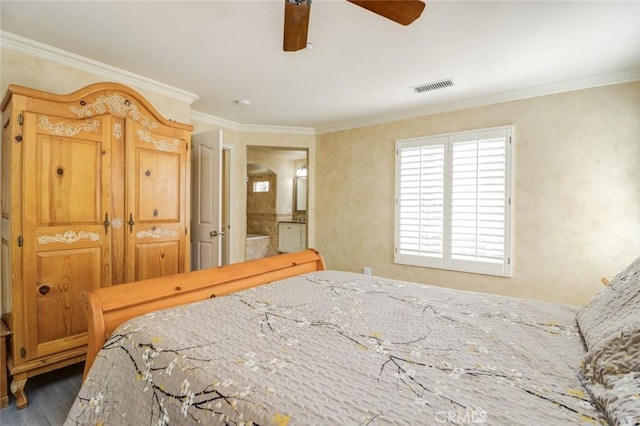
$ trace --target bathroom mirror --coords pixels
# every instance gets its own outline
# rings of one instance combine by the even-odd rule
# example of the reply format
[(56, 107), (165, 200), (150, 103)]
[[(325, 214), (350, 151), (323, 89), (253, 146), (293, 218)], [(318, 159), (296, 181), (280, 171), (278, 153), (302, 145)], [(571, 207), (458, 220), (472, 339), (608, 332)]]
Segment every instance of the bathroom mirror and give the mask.
[(293, 178), (293, 205), (296, 213), (307, 212), (307, 178)]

→ Exercise goal
Retype every item above line for line, with each character unchanged, and leave out the pictures.

→ Solution to the exercise
$ trace --target bathroom mirror --coords pixels
# every instance gets its own outline
# rings of one instance combine by the even-odd rule
# example of the reply format
[(56, 107), (165, 200), (150, 103)]
[[(325, 214), (350, 151), (323, 89), (253, 146), (293, 218)], [(318, 159), (296, 181), (280, 171), (278, 153), (302, 145)], [(571, 207), (458, 220), (472, 339), (608, 332)]]
Segment every instance of the bathroom mirror and give the mask.
[(293, 178), (293, 205), (296, 213), (307, 212), (307, 178)]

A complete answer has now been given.